:: Supplied passage ::

More Rare Disease Dealmaking to Follow Horizon's Raptor Deal

Though Horizon Pharma plc's (HZNP) $800 million purchase of Raptor Pharmaceutical Corp. (RPTP) is pegged by some as an expensive deal for the rare-disease drug company, it's a nice strategic fit and leaves the company with the flexibility to continue its aggressive M&A strategy, CEO and Chairman Tim Walbert told The Deal, a sister publication of TheStreet, on Monday. 

"We are very disciplined and very critically focused on becoming a rare disease company," Walbert said by phone. "Six of our last seven medicines we have acquired have been in rare disease and put us in a great position to do the next transaction." 
 
With increasing deal capacity and cash generation expected to continue, Horizon will look at both larger transactions—those which the company would consider doing using different creative financing structures—as well as acquisitions of Phase 3 or pre-approved assets.
 
For its latest purchase, Horizon said Monday that it would pay $9 a share for Novato, Calif.-based Raptor, or a premium of nearly 21% over the target's most recent price of $7.45 before its share's suspended trading. 
 
Raptor's lead drug candidate is Procysbi, which treats a rare metabolic disorder called nephropathic cystinosis. It also markets Quinsair for cystic fibrosis-related lung infections. 
 
Having spent more than three years on Raptor's board beginning in 2011, Walbert said his dialogue with the target's CEO, Julie Anne Smith, his relationships with Raptor directors, and insight into the company, paired with Horizon's existing metabolic disease platform, positioned it as a natural buyer. 
 
More specifically, Walbert explained that Procysbi strategically aligns with Ravicti, the drug that treats children and adults with urea cycle disorders, which Horizon inherited through its $1.1 billion acquisition of Hyperion Therapeutics Inc. last year.
 
EDITORS' NOTE: A version of this article was originally published by The Deal, a sister publication of TheStreet that offers sophisticated insight and analysis on all types of deals, from inception to integration on Monday, Sept. 13. Click here for a free trial.

  

The sale of Raptor comes as little surprise given rumors earlier this year about its possible sale, not to mention the fact that the company had tapped a banker to explore a transaction. Even so, the $9 per share price tag is notably higher-than-anticipated, David Nierengarten of Wedbush Securities Inc. said by phone Monday.

:::

● Exercise: Name every drug mentioned by name in the article on Horizon's Raptor deal.

:: Dataset content ::

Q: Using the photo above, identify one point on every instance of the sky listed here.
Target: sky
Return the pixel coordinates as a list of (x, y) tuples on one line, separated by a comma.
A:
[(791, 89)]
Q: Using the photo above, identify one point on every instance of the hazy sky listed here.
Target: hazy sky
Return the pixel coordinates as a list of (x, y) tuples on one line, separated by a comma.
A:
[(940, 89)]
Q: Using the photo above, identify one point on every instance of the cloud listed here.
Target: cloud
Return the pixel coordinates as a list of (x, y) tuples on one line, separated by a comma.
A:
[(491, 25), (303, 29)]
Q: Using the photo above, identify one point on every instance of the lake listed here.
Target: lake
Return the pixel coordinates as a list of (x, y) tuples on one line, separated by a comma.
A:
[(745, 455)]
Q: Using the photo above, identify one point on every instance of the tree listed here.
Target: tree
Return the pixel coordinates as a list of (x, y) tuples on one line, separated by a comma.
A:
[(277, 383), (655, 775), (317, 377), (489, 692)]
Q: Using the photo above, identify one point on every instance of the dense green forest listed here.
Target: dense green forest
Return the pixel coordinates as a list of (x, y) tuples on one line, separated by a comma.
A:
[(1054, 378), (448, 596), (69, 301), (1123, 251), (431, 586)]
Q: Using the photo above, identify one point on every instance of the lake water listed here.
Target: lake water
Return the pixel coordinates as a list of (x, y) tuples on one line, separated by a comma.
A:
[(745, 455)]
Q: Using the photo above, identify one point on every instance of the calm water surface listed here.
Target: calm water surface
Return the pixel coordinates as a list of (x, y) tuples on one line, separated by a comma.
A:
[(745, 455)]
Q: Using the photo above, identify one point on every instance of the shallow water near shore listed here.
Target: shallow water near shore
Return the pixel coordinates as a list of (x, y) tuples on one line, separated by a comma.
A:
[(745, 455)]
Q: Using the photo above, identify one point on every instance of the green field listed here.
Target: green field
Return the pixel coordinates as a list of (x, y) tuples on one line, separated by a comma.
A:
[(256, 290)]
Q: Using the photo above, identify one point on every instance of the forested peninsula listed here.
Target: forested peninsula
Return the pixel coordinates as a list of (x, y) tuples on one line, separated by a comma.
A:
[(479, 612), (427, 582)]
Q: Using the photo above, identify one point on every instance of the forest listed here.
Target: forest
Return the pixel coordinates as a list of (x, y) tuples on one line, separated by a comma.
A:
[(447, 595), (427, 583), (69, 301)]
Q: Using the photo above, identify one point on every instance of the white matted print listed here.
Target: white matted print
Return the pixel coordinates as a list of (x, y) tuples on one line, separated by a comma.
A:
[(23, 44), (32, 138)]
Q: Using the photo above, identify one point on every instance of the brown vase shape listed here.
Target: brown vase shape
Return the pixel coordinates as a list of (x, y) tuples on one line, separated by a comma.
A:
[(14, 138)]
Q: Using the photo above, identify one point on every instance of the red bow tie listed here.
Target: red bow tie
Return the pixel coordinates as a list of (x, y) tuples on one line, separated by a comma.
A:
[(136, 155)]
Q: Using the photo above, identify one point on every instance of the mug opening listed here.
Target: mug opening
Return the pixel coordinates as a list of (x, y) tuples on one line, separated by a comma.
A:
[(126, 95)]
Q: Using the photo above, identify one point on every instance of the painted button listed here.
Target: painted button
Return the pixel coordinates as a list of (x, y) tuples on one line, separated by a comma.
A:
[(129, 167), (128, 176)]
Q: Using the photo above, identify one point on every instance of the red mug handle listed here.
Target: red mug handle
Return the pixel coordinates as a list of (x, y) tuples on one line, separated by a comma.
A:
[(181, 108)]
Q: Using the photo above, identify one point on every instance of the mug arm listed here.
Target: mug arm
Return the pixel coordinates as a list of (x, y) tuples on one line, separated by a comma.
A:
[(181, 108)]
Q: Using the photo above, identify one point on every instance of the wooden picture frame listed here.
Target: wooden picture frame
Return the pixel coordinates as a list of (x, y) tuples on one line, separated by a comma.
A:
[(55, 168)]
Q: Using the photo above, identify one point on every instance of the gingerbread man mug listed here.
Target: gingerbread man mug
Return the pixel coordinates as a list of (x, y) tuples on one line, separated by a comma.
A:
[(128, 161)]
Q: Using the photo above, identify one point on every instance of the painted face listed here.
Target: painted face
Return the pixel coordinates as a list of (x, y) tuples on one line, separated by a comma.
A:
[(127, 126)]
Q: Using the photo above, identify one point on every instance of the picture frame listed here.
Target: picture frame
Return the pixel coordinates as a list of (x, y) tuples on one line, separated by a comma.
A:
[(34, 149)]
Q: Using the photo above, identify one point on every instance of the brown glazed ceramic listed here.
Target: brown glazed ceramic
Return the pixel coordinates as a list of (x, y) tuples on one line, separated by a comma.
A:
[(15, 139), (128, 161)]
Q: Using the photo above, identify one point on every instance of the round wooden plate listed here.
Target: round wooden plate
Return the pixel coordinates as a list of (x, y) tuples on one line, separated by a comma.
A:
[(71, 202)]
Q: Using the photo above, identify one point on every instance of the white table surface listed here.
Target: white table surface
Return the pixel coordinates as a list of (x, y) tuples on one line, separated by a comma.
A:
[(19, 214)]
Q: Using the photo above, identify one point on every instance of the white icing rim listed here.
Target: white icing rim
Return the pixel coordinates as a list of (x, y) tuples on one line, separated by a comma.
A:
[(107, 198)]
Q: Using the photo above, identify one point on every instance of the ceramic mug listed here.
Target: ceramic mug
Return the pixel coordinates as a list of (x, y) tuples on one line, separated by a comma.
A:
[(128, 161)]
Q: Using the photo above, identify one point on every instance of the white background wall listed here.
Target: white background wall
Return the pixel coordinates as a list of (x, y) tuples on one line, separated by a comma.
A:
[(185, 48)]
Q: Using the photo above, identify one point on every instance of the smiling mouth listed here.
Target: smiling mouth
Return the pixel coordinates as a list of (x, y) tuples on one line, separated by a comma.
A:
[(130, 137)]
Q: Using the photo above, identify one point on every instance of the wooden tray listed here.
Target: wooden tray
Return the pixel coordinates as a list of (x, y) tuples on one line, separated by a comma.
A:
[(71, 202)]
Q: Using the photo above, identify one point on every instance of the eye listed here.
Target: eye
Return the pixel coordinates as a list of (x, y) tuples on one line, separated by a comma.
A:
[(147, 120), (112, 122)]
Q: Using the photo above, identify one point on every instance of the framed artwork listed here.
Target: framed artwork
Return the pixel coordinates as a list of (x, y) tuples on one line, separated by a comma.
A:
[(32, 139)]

:::
:: Dataset content ::

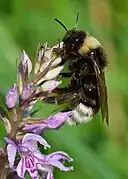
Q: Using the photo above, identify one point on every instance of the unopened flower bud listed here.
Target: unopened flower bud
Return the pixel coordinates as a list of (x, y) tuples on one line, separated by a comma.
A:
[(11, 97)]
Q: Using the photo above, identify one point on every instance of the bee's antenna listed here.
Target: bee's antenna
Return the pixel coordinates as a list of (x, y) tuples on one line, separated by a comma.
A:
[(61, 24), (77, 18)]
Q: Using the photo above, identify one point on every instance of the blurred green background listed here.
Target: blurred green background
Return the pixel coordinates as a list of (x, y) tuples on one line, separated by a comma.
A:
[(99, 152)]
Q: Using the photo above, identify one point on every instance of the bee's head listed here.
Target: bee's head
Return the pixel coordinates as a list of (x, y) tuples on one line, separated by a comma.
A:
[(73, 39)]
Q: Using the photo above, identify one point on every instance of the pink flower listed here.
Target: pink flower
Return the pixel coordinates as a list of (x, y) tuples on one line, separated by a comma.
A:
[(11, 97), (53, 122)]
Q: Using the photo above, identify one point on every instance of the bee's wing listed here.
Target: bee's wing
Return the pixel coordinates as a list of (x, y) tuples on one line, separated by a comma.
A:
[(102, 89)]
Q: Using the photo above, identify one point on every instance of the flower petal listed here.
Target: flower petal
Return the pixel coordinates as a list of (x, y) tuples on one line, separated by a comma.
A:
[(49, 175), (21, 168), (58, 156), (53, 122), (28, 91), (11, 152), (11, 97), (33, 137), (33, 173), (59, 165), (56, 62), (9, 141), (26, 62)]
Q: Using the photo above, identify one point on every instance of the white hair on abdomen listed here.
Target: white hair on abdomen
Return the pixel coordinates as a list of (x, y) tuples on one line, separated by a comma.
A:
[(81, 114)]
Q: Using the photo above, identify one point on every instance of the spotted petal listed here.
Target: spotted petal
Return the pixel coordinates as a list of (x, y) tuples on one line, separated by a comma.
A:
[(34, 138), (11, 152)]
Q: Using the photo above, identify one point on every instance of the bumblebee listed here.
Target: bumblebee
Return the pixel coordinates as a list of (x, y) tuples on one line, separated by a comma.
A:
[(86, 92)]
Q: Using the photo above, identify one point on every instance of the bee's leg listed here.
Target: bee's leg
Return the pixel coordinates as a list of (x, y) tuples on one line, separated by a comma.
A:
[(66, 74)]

:::

● Result: Procysbi, Quinsair, Ravicti